■ Check your understanding ■
(A) Answer these questions using the Haskelltron 2000 post:
(i) Which hackathon was the project made for?
(ii) Where did the author get the receipt printer?
(iii) What was the cause of the trouble, in short?
(B) Repeat a passage of the Haskelltron 2000 post word for word. Begin at the words "Haskelltron 2000 Hackiest" and stop after "my fault okay).".

■ Selected text ■
==========

Haskelltron 2000 Hackiest Hack

1 September 2020

Devpost submission

I was in need of a way to let even more people know that Haskell is my favourite language. This is the solution. Also, a very fast way for me to develop a deep hatred for relays and MOSFETs (even if it was my fault okay).

This was my project for HackNotts 2020, which was actually an online hackathon (COVID moment). That sucked, honestly. The best thing about hackathons is doing things with people. But it did make it easier to do a big hardware project, so I got this old receipt printer pretty cheap off Ebay.

After printing out the entire Bee Movie script on a receipt, I got to coming up with an actual project idea. I’ve always wanted a portable computer in a briefcase to carry around, and even better if it can print results out on paper tape, so this was the perfect thing for it.

Essentially, this is a Haskell terminal hooked up to a receipt printer and an LCD screen to show the line as you’re typing. Sounds simple, right?


Well, I won’t go into too much detail here, but suffice to say, trying to hack the internals of a receipt printer is deceptively difficult. Especially for somebody like me who really doesn’t know all that much about electricity. Problem was, I wanted the printer to pull the paper back in before printing, so it could print on consecutive lines without gaps, but also showing the user the text which had just been printed. There’s quite a gap between the print head and the outside of the machine, so I had to selectively reverse the stepper motor to get it to do this. And oh, what a pain that was.

Long story short, my MOSFET was the wrong way round. But do have a look at my writeup on Devpost for a much longer, detailed account of what exactly went wrong. In the end, though, it worked well, I think!

==========

■ Record excerpts ■
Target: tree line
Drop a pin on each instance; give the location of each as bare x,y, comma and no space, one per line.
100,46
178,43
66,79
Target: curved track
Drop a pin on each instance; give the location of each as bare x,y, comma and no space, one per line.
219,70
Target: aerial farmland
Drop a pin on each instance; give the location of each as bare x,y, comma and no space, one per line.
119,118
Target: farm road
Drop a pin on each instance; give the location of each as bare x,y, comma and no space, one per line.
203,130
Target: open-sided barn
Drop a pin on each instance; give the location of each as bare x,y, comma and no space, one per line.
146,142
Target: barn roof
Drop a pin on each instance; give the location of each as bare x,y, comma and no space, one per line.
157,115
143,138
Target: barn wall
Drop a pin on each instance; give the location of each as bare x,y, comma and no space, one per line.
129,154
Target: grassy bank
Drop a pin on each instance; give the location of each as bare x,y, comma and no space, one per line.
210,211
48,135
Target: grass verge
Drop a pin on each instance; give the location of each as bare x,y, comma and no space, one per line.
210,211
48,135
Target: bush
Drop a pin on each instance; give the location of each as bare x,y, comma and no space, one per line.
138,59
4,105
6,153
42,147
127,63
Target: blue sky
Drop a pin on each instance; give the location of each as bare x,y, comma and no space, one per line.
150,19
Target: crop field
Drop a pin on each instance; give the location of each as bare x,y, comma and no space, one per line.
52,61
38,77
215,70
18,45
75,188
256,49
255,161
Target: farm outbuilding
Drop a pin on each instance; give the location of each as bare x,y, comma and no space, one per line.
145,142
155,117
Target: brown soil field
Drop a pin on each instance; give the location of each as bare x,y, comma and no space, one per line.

==========

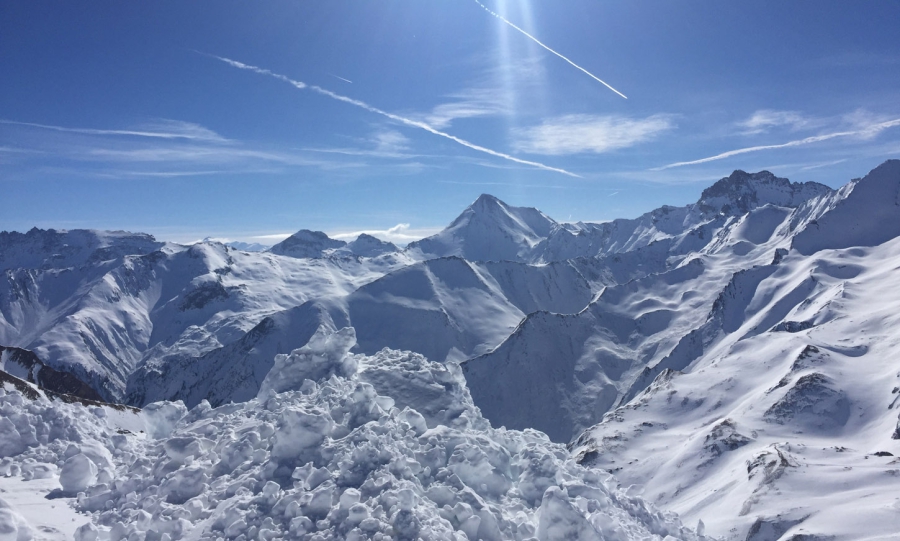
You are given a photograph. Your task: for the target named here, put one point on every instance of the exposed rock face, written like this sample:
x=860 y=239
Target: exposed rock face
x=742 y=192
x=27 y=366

==========

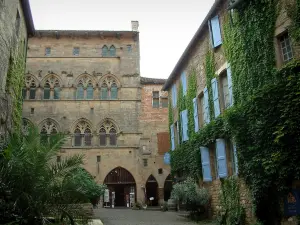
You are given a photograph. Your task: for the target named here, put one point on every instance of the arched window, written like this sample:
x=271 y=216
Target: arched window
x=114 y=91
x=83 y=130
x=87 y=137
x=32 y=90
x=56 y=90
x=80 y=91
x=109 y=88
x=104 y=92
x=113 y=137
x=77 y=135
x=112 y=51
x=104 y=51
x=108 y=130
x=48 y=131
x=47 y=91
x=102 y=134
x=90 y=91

==========

■ Task-by-task results ■
(A)
(i) HackNotts 2020, which was held online.
(ii) Off Ebay, for a pretty cheap price.
(iii) The MOSFET was the wrong way round.

(B)
Haskelltron 2000 Hackiest Hack

1 September 2020

Devpost submission

I was in need of a way to let even more people know that Haskell is my favourite language. This is the solution. Also, a very fast way for me to develop a deep hatred for relays and MOSFETs (even if it was my fault okay).